What is needed »
Format everything from the line containing "Target: cartoon face on balloon" down to the end of the listing below as a JSON list of strings, one string per line, with blank lines omitted.

Records for this task »
★ ★ ★ ★

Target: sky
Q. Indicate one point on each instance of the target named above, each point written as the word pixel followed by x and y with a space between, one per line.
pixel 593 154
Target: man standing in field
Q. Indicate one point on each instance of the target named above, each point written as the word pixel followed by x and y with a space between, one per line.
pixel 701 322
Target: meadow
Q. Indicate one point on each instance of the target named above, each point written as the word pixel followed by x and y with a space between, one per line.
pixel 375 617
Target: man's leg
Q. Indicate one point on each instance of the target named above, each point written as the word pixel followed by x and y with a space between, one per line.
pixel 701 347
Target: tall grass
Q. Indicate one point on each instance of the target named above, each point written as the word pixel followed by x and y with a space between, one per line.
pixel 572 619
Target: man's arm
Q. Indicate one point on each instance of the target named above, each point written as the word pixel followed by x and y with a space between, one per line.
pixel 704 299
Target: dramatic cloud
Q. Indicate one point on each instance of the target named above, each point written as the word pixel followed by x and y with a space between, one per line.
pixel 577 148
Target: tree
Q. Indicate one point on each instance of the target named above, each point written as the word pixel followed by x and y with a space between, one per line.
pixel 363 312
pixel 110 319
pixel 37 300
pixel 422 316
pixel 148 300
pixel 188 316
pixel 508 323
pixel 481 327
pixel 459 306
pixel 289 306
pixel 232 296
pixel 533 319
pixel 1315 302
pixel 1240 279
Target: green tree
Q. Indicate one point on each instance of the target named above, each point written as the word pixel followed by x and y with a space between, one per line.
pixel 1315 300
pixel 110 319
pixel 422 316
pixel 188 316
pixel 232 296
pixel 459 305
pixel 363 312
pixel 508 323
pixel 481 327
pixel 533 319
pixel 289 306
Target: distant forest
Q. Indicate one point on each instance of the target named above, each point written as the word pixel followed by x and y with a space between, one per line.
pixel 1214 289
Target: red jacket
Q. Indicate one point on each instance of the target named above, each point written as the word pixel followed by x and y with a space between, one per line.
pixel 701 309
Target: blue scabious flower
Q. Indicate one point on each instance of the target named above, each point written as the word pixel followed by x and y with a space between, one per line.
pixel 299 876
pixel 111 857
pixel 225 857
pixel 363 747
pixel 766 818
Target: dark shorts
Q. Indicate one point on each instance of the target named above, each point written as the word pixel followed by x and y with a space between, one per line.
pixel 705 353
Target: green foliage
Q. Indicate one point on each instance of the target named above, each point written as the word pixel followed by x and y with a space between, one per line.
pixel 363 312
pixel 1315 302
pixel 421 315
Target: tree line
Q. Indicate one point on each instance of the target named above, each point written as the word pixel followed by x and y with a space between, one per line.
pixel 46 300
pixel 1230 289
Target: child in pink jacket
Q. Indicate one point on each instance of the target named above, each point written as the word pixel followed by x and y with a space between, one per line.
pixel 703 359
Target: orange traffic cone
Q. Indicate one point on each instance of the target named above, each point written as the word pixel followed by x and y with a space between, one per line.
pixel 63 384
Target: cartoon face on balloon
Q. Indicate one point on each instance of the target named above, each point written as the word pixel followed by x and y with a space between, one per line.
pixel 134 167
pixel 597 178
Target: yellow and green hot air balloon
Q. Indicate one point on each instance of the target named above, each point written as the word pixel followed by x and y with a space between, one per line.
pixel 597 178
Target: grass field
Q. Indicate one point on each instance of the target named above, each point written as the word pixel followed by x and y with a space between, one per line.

★ ★ ★ ★

Response to the exercise »
[
  "Target: cartoon face on balloon",
  "Q. Indicate one point on each instance of the target named above, each point written as the word pixel followed by x and y with a space between, one per line.",
  "pixel 134 167",
  "pixel 597 178",
  "Target: yellow and green hot air balloon",
  "Q. Indicate one point on each instance of the target named above, each point written as the word pixel followed by x and y with a space between, one per line.",
  "pixel 597 178",
  "Target: grass field",
  "Q. Indicate one point on each instance of the target named above, each point written as the word pixel followed by x and y with a space between, one per line."
]